-- begin --
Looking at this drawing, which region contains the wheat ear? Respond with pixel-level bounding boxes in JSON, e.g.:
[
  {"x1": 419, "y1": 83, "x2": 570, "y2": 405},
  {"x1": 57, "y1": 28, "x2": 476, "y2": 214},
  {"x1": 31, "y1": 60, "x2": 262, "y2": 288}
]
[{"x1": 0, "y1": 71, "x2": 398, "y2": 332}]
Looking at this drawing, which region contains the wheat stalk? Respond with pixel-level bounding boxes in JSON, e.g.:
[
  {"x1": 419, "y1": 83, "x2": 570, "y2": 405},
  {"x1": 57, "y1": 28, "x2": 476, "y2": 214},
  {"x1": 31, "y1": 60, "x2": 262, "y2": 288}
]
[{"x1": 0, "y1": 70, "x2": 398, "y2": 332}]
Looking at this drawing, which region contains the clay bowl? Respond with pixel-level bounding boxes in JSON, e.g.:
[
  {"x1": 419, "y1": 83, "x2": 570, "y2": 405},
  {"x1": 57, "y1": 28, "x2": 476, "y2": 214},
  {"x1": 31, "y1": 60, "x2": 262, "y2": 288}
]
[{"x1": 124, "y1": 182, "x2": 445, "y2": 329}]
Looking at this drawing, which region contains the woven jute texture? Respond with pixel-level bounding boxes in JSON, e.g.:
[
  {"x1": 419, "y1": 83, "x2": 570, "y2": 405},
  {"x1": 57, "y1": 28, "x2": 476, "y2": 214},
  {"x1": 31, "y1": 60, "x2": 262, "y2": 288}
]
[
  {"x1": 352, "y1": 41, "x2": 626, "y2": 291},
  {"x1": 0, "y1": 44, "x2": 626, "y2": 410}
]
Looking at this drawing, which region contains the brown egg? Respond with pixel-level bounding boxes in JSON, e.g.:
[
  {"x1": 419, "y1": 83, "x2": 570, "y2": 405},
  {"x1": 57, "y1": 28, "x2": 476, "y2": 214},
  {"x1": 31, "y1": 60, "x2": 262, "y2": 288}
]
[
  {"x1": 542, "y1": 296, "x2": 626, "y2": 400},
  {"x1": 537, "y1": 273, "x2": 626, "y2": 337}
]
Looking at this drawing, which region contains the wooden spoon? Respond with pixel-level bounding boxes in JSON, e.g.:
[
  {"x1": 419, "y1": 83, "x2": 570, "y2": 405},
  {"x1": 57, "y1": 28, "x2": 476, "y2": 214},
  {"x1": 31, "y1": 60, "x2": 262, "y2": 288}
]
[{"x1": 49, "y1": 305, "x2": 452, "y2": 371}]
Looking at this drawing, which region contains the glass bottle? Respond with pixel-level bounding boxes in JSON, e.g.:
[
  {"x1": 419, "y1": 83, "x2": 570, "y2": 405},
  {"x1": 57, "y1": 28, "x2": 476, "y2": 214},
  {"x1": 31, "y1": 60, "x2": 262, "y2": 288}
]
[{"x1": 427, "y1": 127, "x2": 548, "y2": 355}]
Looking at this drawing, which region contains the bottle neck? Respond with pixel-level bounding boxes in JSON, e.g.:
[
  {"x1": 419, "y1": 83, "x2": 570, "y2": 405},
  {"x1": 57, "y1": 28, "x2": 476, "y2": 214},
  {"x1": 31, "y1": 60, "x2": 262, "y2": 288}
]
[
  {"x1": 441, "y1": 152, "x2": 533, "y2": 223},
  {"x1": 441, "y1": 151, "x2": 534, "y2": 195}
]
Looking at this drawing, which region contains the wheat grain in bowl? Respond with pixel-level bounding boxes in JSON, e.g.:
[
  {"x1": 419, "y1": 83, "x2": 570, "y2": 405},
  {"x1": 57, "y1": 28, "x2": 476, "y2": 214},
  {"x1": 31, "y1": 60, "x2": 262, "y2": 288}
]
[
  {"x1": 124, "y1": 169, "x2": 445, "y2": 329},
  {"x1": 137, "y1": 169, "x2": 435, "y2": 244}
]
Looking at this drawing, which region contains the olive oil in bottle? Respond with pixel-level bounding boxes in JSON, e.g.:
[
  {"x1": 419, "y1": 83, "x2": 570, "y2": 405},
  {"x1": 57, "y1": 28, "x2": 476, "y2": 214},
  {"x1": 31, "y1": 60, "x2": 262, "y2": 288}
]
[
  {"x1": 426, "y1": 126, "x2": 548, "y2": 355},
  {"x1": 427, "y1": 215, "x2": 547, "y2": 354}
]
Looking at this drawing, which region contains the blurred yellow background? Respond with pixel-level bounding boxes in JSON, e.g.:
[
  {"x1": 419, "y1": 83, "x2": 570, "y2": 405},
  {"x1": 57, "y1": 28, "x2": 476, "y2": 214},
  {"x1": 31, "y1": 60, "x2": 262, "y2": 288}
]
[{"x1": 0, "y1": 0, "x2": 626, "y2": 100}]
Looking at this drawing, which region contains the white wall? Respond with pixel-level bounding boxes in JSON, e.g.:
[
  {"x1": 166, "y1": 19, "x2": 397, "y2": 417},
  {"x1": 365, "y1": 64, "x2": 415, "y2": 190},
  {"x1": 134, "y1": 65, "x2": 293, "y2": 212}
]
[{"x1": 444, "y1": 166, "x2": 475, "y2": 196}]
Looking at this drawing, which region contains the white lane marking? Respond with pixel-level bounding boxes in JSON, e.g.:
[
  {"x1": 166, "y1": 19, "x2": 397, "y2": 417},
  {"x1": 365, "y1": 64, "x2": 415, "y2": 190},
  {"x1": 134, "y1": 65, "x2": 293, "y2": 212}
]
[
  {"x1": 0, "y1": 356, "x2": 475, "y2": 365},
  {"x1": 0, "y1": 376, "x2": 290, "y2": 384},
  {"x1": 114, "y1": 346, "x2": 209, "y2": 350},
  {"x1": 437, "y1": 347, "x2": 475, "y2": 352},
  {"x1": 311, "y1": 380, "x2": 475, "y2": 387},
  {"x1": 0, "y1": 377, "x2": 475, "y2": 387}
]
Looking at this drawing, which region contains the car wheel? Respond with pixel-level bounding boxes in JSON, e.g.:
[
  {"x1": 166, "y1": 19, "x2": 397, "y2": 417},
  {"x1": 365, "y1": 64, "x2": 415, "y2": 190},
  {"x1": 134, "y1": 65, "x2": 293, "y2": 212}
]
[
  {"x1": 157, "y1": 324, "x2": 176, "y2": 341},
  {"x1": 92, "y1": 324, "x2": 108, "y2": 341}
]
-- end --
Stated exercise: Return every item above word for word, with no changes.

In response:
Looking at this drawing, which region contains the wheat ear? Respond with pixel-level bounding boxes in JSON, e.g.:
[
  {"x1": 419, "y1": 83, "x2": 570, "y2": 405},
  {"x1": 57, "y1": 28, "x2": 476, "y2": 214},
  {"x1": 31, "y1": 60, "x2": 262, "y2": 288}
]
[{"x1": 0, "y1": 71, "x2": 398, "y2": 332}]
Looking at this drawing, which region contains the wheat stalk? Respond with pixel-level bounding boxes in JSON, e.g.:
[
  {"x1": 419, "y1": 83, "x2": 570, "y2": 405},
  {"x1": 57, "y1": 28, "x2": 476, "y2": 214},
  {"x1": 31, "y1": 60, "x2": 262, "y2": 288}
]
[{"x1": 0, "y1": 70, "x2": 398, "y2": 332}]
Looking at this drawing, which region contains the clay bowl? Respond with pixel-level bounding boxes in JSON, e.g.:
[
  {"x1": 419, "y1": 83, "x2": 570, "y2": 405},
  {"x1": 57, "y1": 28, "x2": 476, "y2": 214},
  {"x1": 31, "y1": 60, "x2": 262, "y2": 288}
]
[{"x1": 124, "y1": 182, "x2": 445, "y2": 329}]
Looking at this drawing, which region contains the woven jute texture? Respond with pixel-level bounding boxes in JSON, e.g.:
[
  {"x1": 419, "y1": 83, "x2": 570, "y2": 405},
  {"x1": 57, "y1": 28, "x2": 476, "y2": 214},
  {"x1": 31, "y1": 60, "x2": 262, "y2": 288}
]
[
  {"x1": 352, "y1": 41, "x2": 626, "y2": 291},
  {"x1": 0, "y1": 44, "x2": 626, "y2": 410}
]
Looking at this drawing, which region contains the brown egg? Respond with pixel-level bounding boxes in JSON, e.g.:
[
  {"x1": 419, "y1": 83, "x2": 570, "y2": 405},
  {"x1": 57, "y1": 28, "x2": 476, "y2": 214},
  {"x1": 31, "y1": 60, "x2": 262, "y2": 288}
]
[
  {"x1": 542, "y1": 296, "x2": 626, "y2": 400},
  {"x1": 537, "y1": 273, "x2": 626, "y2": 337}
]
Looking at this drawing, which region contains the wooden spoon? Respond with pixel-level bounding boxes in JSON, e.g.:
[
  {"x1": 419, "y1": 83, "x2": 570, "y2": 405},
  {"x1": 57, "y1": 28, "x2": 476, "y2": 214},
  {"x1": 31, "y1": 60, "x2": 262, "y2": 288}
]
[{"x1": 49, "y1": 305, "x2": 452, "y2": 371}]
Looking at this drawing, which region contains the glass bottle? Respond with pixel-level bounding boxes in JSON, e.g.:
[
  {"x1": 419, "y1": 83, "x2": 570, "y2": 405},
  {"x1": 57, "y1": 28, "x2": 476, "y2": 214},
  {"x1": 31, "y1": 60, "x2": 262, "y2": 288}
]
[{"x1": 427, "y1": 127, "x2": 548, "y2": 355}]
Looking at this drawing, which region contains the bottle neck? Respond with pixel-level bounding boxes in JSON, e.g.:
[
  {"x1": 419, "y1": 83, "x2": 570, "y2": 405},
  {"x1": 57, "y1": 28, "x2": 476, "y2": 214},
  {"x1": 31, "y1": 60, "x2": 262, "y2": 288}
]
[
  {"x1": 441, "y1": 152, "x2": 533, "y2": 223},
  {"x1": 441, "y1": 151, "x2": 534, "y2": 195}
]
Looking at this drawing, which region contains the wheat grain in bowl? Respond with pixel-level bounding boxes in JSON, e.g.:
[
  {"x1": 419, "y1": 83, "x2": 570, "y2": 405},
  {"x1": 57, "y1": 28, "x2": 476, "y2": 214},
  {"x1": 31, "y1": 60, "x2": 262, "y2": 288}
]
[
  {"x1": 124, "y1": 169, "x2": 445, "y2": 329},
  {"x1": 137, "y1": 169, "x2": 435, "y2": 244}
]
Looking at this drawing, which region contains the olive oil in bottle? Respond with pixel-level bounding boxes in JSON, e.g.:
[
  {"x1": 419, "y1": 83, "x2": 570, "y2": 405},
  {"x1": 57, "y1": 28, "x2": 476, "y2": 214},
  {"x1": 31, "y1": 60, "x2": 262, "y2": 288}
]
[
  {"x1": 426, "y1": 126, "x2": 548, "y2": 355},
  {"x1": 427, "y1": 215, "x2": 547, "y2": 354}
]
Looking at this drawing, which region contains the blurred yellow background? Respond with pixel-level bounding boxes in JSON, e.g.:
[
  {"x1": 419, "y1": 83, "x2": 570, "y2": 405},
  {"x1": 57, "y1": 28, "x2": 476, "y2": 214},
  {"x1": 31, "y1": 60, "x2": 262, "y2": 288}
]
[{"x1": 0, "y1": 0, "x2": 626, "y2": 100}]
Looking at this drawing, which region contains the white wall? Respond with pixel-level bounding boxes in JSON, e.g.:
[
  {"x1": 166, "y1": 19, "x2": 397, "y2": 417},
  {"x1": 365, "y1": 64, "x2": 415, "y2": 190},
  {"x1": 134, "y1": 65, "x2": 293, "y2": 212}
]
[{"x1": 444, "y1": 166, "x2": 475, "y2": 196}]
Looking at this drawing, which region contains the white lane marking? Respond with pixel-level bounding boxes in JSON, e.g.:
[
  {"x1": 166, "y1": 19, "x2": 397, "y2": 417},
  {"x1": 365, "y1": 64, "x2": 415, "y2": 190},
  {"x1": 134, "y1": 65, "x2": 293, "y2": 212}
]
[
  {"x1": 0, "y1": 356, "x2": 475, "y2": 365},
  {"x1": 0, "y1": 376, "x2": 290, "y2": 384},
  {"x1": 114, "y1": 346, "x2": 209, "y2": 350},
  {"x1": 437, "y1": 347, "x2": 475, "y2": 352},
  {"x1": 311, "y1": 380, "x2": 475, "y2": 387},
  {"x1": 0, "y1": 377, "x2": 475, "y2": 387}
]
Looking at this drawing, which region contains the car wheel? Respond with pixel-level bounding boxes in JSON, e.g.:
[
  {"x1": 166, "y1": 19, "x2": 397, "y2": 417},
  {"x1": 365, "y1": 64, "x2": 415, "y2": 190},
  {"x1": 134, "y1": 65, "x2": 293, "y2": 212}
]
[
  {"x1": 157, "y1": 324, "x2": 176, "y2": 341},
  {"x1": 92, "y1": 324, "x2": 108, "y2": 341}
]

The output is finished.